Please show every line in the records below that contains the word "glossy", copying each line in full.

※ ※ ※

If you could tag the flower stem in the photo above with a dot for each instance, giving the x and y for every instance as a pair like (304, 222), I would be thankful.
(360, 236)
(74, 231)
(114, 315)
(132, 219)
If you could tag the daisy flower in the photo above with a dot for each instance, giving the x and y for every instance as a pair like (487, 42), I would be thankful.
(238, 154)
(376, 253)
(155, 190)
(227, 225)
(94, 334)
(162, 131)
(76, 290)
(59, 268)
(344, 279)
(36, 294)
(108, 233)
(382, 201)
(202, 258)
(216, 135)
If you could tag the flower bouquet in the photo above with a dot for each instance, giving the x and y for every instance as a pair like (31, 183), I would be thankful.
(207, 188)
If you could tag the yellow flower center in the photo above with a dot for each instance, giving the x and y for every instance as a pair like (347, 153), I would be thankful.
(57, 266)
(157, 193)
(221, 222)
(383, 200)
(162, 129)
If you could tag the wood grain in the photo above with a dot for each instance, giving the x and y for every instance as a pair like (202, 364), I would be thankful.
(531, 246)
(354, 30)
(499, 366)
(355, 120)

※ ※ ※

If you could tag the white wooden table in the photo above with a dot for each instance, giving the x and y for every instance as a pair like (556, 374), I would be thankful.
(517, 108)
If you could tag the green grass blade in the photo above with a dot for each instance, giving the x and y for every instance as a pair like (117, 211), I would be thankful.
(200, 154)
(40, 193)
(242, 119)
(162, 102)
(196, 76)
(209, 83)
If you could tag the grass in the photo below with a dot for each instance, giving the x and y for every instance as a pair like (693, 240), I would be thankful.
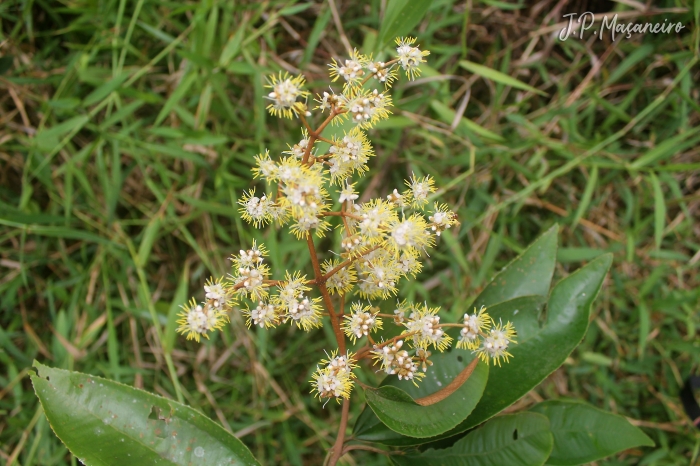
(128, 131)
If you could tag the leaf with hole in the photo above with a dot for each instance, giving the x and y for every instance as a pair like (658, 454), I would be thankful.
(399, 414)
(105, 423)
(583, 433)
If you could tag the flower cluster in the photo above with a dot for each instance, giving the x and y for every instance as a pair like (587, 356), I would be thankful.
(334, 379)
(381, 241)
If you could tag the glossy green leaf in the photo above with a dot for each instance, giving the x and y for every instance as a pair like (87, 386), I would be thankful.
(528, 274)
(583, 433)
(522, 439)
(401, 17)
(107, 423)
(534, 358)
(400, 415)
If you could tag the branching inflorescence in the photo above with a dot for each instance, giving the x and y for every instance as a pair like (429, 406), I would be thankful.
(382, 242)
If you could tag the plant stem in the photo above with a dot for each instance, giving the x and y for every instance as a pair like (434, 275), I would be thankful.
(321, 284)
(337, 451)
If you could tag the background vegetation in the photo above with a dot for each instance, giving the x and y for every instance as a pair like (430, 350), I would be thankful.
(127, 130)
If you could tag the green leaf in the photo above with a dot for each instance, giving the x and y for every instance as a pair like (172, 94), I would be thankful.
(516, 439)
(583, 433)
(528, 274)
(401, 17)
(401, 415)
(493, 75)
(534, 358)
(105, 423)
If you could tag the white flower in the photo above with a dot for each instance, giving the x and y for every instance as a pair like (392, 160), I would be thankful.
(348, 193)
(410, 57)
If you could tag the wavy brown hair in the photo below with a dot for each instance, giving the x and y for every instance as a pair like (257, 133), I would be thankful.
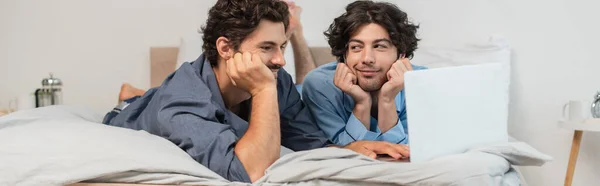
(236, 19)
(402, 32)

※ ※ ※

* _Exercise answer_
If you could tag the glossy green leaf in the photo above with a dot for each instance, giving the x and y for every instance as a pair like (87, 386), I would be thankful.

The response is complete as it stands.